_Task brief:_ Give back exactly the lines that start at the one containing "the red medallion" and run to the end of the material below, both ends included.

_Exercise inputs:_
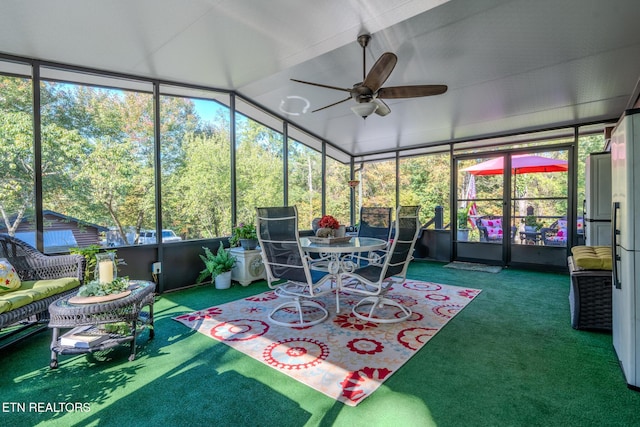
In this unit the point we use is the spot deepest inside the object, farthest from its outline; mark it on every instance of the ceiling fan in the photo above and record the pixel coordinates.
(369, 93)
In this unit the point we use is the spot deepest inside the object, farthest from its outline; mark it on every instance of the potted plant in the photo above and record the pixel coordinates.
(245, 236)
(328, 226)
(463, 224)
(217, 267)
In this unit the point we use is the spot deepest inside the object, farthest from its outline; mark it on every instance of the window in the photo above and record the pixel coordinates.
(97, 159)
(195, 150)
(424, 182)
(305, 182)
(259, 167)
(17, 176)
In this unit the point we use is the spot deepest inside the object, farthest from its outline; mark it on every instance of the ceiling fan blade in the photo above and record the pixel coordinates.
(321, 85)
(331, 105)
(380, 71)
(383, 109)
(411, 91)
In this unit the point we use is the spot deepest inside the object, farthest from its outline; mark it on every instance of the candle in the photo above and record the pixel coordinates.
(105, 271)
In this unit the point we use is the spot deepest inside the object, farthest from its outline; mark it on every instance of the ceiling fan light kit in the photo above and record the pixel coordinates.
(364, 109)
(369, 93)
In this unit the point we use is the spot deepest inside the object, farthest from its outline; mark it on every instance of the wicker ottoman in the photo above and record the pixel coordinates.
(590, 298)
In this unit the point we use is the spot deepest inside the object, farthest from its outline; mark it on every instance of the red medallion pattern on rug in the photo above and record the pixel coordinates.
(343, 357)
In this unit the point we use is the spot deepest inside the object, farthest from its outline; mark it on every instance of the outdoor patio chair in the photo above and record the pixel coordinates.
(556, 234)
(287, 269)
(375, 221)
(375, 281)
(492, 230)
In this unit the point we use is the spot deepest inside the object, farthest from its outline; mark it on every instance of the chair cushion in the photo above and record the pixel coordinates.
(35, 290)
(9, 280)
(592, 257)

_Solved problem:_
In this unit the point we use is the spot deepest inside the object, farthest from its outline; mark it on every instance of the red medallion pattern on rug in the photo above and record the pixel coordinates.
(343, 357)
In this unit the point we use is the spot deepest inside the object, farthest from its outline; mark it on every instance of the outdoor patio chair in the photo above and record the pixel coordinates.
(556, 234)
(287, 269)
(375, 221)
(375, 281)
(492, 230)
In this unit the point we use is the spot deepest inside the object, farthest from its outline; mark it on every instance of the chair cushion in the photo above and record the pixel coordinates.
(35, 290)
(9, 280)
(592, 257)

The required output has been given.